**Provided material**
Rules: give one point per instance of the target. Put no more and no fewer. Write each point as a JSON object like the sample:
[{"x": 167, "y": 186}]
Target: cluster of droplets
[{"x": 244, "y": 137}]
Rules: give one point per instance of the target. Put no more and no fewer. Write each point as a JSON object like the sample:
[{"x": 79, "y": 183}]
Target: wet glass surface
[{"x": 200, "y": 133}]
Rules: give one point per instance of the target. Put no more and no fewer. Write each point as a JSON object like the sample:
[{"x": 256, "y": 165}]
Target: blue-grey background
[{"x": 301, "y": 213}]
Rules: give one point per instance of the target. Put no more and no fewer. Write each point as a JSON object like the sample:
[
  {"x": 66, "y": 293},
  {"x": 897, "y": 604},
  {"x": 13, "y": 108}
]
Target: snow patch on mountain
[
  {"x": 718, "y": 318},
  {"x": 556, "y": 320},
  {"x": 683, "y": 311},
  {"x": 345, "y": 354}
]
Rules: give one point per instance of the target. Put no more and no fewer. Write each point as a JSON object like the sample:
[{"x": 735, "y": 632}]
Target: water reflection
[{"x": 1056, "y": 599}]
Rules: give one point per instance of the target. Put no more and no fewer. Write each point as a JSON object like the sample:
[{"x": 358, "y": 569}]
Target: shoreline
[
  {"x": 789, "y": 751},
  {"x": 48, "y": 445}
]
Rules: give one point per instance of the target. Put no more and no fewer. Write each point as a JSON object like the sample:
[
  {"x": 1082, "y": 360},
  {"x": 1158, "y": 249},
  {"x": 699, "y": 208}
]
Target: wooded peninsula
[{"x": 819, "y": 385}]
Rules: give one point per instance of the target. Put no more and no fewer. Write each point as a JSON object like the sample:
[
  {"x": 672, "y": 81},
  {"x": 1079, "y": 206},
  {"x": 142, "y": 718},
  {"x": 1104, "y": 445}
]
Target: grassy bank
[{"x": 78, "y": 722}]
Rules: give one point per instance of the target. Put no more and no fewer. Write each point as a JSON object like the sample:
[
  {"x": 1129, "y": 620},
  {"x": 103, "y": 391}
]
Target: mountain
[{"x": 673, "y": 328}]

**Task objective**
The entries shown above should be duplicated exactly.

**Answer to this exercise**
Rules: give one point per instance of the target. Put no more and no fewer. Write each point as a JSON object like the sample:
[{"x": 167, "y": 186}]
Target: cluster of droplets
[{"x": 244, "y": 137}]
Rules: give one point per instance of the target. Put no more and no fewer. Write each point as a JSON object like the sample:
[{"x": 79, "y": 183}]
Target: wet glass surface
[{"x": 200, "y": 133}]
Rules: give one point per instance of the target. Put no more and no fewer. Write each point as a JSON object like the sample:
[{"x": 256, "y": 165}]
Target: blue-grey background
[{"x": 301, "y": 213}]
Rules: give one point per instance of the target. Put no more and no fewer. Write each point as a JSON object like the sample:
[
  {"x": 66, "y": 293},
  {"x": 897, "y": 604},
  {"x": 13, "y": 108}
]
Target: snow patch on mountain
[
  {"x": 718, "y": 318},
  {"x": 556, "y": 320},
  {"x": 683, "y": 311},
  {"x": 345, "y": 354}
]
Rules: give one point per instance of the target. Put no more and no fewer. Write each point as a JSON object like the sample:
[{"x": 735, "y": 632}]
Target: water reflection
[{"x": 1056, "y": 599}]
Rules: give one point per instance of the target. Put no more and no fewer. Write each point as a JSON object like the sample:
[{"x": 358, "y": 569}]
Target: shoreline
[
  {"x": 789, "y": 751},
  {"x": 48, "y": 445}
]
Rules: give one point per instance of the target. Put no more and no fewer. Write each point as a JSON object like the sample:
[
  {"x": 1082, "y": 360},
  {"x": 1158, "y": 249},
  {"x": 699, "y": 208}
]
Target: wooded peninsula
[{"x": 819, "y": 385}]
Rules: give one point per instance of the target. Put no more and no fewer. Write each point as a JSON object like the sample:
[
  {"x": 672, "y": 81},
  {"x": 1079, "y": 206},
  {"x": 142, "y": 718},
  {"x": 1104, "y": 445}
]
Target: grassy bank
[{"x": 78, "y": 722}]
Rules: give one point per instance of the target. Put no more and no fewer. Write each point as a JSON object like the sample:
[
  {"x": 1129, "y": 620},
  {"x": 103, "y": 391}
]
Target: mountain
[{"x": 673, "y": 328}]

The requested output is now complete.